Count the lines of the records below that contain the string "helmet", treating uppercase and lowercase letters as distinct, and give only the number.

** Start Data shown **

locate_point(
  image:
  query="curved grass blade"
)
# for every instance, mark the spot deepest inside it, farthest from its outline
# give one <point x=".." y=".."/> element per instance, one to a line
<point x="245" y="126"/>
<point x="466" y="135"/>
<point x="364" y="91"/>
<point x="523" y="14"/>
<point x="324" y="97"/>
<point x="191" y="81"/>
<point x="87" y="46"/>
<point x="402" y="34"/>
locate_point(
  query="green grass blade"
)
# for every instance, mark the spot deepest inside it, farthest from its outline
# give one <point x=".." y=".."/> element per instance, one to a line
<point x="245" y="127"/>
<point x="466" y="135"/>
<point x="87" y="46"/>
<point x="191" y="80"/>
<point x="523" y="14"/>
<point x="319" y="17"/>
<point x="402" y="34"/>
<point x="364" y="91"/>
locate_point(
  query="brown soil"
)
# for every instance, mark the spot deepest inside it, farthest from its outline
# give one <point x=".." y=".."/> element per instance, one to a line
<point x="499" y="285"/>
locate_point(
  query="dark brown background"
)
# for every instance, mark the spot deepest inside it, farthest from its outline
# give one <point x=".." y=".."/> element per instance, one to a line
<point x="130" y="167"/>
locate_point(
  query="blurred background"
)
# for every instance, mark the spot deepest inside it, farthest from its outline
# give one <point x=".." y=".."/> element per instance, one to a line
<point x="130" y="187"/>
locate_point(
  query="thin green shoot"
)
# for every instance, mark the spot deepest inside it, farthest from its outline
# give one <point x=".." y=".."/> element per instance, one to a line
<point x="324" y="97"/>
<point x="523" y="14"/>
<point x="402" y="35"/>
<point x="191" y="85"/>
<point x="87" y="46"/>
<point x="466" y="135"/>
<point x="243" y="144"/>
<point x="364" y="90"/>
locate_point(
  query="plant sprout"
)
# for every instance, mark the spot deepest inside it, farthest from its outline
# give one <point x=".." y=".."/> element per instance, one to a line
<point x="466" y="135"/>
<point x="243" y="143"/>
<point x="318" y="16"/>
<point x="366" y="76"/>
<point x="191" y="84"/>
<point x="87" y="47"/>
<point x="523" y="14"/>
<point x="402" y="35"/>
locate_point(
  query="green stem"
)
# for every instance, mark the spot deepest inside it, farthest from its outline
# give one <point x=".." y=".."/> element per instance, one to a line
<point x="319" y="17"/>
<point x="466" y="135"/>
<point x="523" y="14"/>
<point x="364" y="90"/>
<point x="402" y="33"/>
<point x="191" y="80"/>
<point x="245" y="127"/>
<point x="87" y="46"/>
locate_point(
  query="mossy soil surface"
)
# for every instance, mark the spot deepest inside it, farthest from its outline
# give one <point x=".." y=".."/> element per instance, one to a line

** End Data shown **
** Start Data shown **

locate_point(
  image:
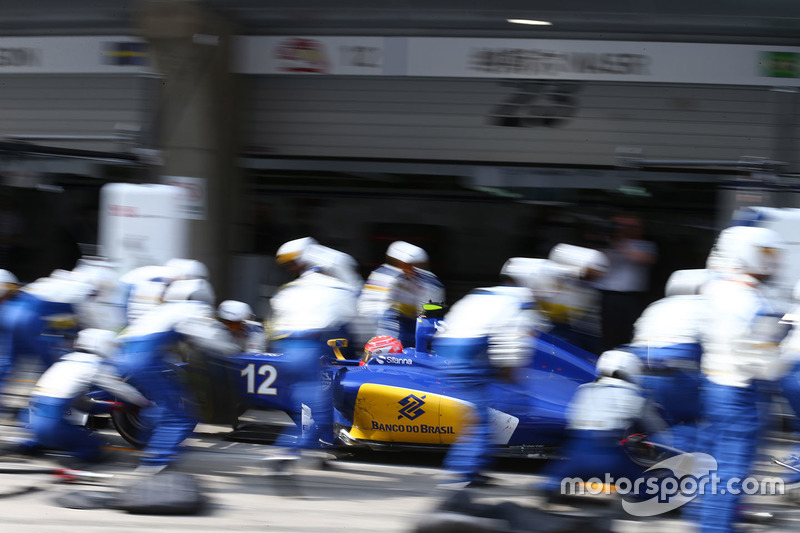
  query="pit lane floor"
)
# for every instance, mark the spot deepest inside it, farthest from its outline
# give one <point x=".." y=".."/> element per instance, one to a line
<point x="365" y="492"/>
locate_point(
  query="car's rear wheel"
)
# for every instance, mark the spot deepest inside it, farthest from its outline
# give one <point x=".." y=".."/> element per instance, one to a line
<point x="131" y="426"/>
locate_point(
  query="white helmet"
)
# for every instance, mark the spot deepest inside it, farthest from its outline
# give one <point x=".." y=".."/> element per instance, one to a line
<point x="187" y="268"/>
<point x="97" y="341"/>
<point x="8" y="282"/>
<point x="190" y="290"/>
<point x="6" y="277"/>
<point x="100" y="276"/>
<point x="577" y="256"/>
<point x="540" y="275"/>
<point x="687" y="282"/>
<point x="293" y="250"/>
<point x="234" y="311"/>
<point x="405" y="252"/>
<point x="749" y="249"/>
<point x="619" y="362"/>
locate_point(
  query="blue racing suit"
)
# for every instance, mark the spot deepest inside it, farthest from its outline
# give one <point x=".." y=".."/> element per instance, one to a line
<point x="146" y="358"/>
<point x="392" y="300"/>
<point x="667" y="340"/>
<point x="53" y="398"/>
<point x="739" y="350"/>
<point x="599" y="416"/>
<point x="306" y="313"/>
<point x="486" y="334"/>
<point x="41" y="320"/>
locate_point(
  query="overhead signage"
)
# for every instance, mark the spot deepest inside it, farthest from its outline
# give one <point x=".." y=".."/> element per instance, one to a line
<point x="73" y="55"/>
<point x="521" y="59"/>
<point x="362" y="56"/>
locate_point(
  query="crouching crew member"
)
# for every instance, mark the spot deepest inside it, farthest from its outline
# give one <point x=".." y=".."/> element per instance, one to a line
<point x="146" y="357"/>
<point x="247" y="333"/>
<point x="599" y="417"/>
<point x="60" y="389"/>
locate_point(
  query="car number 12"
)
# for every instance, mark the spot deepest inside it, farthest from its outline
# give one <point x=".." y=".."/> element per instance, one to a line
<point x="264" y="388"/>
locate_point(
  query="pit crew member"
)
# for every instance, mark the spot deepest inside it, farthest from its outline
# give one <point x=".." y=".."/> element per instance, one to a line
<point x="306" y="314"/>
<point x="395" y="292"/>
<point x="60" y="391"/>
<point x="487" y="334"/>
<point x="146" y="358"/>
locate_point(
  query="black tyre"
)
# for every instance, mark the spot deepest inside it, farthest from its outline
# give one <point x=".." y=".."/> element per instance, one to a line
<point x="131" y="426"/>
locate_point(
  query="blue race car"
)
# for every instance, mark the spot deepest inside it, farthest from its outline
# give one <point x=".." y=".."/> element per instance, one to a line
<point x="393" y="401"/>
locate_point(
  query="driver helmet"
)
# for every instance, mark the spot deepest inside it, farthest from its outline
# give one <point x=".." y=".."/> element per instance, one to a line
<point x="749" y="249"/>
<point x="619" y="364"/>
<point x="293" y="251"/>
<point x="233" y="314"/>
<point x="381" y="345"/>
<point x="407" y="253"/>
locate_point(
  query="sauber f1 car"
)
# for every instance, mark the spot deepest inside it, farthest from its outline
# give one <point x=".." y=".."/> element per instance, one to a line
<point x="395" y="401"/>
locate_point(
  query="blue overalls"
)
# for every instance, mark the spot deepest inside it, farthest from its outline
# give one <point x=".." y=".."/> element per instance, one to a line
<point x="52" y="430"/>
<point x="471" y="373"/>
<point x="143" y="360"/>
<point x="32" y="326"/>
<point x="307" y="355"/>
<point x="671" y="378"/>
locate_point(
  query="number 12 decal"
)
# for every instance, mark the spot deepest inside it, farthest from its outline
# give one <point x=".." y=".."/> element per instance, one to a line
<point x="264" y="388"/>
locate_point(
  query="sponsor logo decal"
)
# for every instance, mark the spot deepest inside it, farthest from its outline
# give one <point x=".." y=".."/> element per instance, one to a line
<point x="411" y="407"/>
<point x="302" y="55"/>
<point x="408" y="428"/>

** End Data shown **

▶ _Written response_
2